------ Supplied records ------
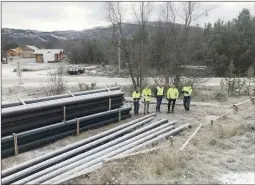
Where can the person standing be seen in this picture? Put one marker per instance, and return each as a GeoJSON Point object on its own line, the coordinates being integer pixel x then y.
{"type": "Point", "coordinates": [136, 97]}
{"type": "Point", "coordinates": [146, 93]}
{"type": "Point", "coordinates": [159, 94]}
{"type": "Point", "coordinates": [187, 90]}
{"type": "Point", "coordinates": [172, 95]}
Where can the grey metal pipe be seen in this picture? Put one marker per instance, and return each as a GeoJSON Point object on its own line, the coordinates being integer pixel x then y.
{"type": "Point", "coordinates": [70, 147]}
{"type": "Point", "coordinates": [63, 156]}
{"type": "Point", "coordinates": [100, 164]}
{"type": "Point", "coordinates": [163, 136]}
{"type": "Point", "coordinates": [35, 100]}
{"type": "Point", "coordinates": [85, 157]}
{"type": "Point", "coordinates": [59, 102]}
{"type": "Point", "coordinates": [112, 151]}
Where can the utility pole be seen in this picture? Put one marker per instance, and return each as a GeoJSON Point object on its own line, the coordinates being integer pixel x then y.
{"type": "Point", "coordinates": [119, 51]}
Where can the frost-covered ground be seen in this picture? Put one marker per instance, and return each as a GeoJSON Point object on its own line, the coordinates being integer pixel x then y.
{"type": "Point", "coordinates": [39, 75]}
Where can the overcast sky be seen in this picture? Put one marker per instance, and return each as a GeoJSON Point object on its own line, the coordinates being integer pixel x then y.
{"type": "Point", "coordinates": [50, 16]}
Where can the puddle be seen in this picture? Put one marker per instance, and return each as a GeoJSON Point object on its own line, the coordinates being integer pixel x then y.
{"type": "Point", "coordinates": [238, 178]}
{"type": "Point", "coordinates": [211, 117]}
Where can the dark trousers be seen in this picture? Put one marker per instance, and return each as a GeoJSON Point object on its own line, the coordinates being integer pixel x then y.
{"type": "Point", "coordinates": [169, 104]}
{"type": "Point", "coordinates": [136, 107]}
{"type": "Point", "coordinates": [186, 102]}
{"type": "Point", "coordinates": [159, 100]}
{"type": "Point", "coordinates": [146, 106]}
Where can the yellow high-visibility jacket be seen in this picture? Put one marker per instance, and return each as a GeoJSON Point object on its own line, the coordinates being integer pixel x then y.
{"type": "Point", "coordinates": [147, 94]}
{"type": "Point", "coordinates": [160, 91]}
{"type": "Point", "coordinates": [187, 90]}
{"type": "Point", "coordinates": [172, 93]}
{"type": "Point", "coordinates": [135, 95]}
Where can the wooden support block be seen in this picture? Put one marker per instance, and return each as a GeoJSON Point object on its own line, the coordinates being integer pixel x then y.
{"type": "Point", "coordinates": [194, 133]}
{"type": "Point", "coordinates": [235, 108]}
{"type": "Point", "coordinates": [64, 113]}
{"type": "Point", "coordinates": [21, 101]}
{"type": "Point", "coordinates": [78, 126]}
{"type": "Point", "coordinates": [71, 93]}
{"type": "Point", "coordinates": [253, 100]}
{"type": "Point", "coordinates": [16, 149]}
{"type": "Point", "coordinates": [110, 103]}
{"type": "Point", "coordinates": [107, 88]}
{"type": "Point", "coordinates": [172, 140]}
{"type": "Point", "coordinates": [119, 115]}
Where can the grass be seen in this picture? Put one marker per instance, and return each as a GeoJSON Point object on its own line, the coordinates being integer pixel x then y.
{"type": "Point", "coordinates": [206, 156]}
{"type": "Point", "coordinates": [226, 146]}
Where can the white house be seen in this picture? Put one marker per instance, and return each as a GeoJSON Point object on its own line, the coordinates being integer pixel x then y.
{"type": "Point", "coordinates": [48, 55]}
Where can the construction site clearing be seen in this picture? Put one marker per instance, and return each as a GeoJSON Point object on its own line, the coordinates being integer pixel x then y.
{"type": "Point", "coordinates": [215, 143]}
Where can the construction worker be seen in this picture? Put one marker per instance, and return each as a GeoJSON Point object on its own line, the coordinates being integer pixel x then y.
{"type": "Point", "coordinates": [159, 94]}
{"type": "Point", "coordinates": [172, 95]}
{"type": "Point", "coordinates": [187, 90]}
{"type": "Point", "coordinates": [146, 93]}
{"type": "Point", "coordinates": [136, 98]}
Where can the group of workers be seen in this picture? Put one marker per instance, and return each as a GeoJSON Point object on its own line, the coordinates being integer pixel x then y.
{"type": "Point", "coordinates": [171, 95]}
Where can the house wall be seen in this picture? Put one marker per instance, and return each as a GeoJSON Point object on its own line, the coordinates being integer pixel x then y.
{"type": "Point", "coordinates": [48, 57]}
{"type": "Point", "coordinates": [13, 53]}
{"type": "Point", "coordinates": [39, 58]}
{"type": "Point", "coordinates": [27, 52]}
------
------ Supplied records ------
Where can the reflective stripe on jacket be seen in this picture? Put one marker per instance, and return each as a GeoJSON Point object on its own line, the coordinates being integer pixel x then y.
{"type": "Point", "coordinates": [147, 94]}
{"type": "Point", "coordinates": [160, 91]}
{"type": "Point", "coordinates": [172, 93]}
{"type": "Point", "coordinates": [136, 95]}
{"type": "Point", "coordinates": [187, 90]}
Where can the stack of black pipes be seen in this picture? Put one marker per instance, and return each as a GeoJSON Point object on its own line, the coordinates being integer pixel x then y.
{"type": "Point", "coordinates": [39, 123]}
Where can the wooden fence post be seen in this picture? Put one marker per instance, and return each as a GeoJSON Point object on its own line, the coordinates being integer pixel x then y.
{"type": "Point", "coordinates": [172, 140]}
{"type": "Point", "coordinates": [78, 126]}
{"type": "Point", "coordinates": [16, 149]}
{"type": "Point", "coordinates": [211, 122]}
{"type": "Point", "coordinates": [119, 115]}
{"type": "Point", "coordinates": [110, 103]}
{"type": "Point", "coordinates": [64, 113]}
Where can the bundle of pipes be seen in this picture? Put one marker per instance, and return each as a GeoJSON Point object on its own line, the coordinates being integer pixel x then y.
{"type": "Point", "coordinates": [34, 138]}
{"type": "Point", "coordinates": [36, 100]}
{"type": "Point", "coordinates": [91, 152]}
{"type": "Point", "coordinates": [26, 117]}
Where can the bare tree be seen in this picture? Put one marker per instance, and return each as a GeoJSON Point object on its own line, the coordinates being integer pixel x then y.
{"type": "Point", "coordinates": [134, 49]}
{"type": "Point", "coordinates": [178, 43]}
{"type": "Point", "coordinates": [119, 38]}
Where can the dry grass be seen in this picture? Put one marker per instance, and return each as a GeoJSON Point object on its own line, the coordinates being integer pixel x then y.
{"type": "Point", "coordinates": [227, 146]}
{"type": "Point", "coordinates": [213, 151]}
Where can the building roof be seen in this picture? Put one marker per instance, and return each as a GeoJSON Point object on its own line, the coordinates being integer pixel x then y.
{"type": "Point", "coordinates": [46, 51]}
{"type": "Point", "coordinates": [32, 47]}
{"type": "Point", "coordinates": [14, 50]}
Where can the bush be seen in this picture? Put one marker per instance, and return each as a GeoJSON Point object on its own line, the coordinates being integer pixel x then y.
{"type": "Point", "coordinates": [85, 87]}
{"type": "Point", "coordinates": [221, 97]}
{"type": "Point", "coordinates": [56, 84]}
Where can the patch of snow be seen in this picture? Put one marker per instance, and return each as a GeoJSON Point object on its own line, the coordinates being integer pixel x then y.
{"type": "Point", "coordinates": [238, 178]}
------
------ Supplied records ------
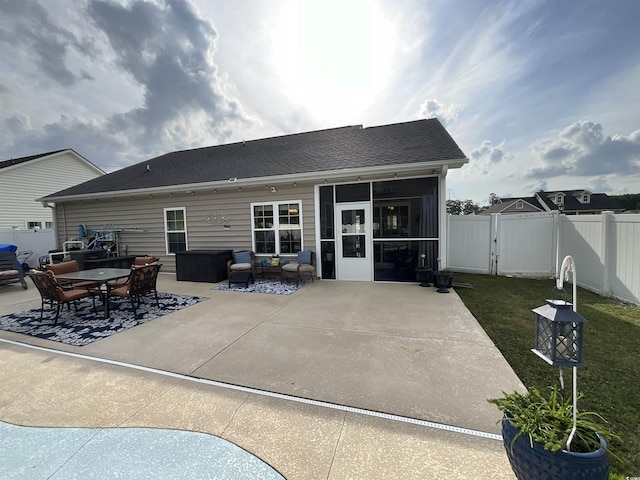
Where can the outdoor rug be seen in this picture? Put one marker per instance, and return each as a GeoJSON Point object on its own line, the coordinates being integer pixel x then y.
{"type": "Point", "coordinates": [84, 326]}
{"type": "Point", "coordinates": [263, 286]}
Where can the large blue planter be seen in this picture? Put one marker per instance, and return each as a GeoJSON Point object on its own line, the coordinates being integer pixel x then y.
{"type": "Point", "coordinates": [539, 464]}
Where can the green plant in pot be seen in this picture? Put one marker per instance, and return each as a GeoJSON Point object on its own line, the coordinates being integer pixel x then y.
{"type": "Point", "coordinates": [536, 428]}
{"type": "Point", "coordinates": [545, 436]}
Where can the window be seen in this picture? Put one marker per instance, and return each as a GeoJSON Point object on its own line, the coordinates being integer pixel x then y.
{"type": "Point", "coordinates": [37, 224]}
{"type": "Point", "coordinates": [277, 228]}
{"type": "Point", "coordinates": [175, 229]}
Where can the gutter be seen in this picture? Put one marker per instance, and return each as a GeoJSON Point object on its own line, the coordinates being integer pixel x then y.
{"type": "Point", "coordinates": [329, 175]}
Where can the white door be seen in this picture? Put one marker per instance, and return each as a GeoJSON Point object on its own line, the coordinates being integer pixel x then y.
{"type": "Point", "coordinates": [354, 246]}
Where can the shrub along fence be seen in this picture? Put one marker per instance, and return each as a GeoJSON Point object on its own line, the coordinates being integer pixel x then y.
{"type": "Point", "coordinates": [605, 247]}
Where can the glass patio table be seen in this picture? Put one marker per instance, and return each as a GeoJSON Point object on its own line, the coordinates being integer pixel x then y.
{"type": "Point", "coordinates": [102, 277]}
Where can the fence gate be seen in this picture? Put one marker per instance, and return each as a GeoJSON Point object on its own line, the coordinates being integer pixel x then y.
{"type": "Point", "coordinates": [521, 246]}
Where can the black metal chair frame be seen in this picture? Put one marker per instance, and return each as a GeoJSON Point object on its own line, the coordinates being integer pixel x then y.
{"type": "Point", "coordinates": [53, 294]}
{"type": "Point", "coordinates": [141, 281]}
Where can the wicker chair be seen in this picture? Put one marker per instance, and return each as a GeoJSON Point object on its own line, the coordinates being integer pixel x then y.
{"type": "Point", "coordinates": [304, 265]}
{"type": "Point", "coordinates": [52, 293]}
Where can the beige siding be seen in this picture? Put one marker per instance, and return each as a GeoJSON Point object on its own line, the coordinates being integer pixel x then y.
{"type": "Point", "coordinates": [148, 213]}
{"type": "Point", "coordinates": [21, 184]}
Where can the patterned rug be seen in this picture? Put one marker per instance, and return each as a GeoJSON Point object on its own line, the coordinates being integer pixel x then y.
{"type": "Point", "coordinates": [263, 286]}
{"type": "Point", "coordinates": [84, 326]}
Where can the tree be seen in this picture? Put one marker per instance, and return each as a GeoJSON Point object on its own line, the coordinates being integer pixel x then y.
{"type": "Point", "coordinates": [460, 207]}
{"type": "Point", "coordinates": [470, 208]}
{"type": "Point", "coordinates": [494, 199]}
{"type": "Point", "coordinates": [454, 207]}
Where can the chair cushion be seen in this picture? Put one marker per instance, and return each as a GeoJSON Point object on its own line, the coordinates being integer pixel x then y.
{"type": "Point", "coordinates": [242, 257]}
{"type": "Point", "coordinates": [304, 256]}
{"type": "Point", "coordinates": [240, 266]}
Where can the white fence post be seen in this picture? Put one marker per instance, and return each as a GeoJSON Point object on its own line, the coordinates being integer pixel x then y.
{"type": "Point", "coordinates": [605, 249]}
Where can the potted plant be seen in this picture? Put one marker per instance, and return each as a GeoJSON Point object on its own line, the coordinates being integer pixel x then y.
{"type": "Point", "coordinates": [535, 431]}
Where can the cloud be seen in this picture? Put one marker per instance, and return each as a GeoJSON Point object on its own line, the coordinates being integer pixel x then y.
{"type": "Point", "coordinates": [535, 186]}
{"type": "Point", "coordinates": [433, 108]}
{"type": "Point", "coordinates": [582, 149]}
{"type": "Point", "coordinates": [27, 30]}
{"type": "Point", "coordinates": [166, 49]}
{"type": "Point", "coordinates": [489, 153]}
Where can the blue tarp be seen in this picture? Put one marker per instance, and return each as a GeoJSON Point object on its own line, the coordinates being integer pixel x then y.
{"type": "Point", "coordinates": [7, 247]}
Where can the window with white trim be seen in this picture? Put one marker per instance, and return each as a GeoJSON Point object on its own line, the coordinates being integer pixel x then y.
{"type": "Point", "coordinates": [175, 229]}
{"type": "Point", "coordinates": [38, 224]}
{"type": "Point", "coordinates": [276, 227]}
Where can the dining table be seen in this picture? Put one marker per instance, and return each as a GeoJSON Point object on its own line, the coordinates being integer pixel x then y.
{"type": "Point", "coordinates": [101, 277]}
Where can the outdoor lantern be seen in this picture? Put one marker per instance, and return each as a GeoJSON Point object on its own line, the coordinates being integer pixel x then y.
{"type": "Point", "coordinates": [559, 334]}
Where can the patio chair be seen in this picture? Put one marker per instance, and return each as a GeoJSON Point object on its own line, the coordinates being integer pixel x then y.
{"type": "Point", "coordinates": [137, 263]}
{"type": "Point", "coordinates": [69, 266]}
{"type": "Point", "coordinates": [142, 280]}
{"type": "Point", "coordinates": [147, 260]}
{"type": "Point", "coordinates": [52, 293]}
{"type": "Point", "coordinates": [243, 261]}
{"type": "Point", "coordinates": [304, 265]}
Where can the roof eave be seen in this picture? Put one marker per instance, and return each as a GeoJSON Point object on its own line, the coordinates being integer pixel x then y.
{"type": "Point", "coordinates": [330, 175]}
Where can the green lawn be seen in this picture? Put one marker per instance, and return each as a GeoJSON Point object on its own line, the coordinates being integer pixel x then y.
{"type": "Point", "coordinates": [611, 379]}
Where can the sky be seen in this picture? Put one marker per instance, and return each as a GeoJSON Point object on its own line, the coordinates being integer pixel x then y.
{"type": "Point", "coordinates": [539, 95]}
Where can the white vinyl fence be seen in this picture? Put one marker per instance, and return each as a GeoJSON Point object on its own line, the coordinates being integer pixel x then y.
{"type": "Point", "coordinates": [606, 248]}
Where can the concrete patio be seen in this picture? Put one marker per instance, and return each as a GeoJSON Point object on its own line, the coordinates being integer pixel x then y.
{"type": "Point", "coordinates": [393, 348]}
------
Goal |
Count the lines above that contain the string "pipes". Reply with the number only.

Exercise answer |
2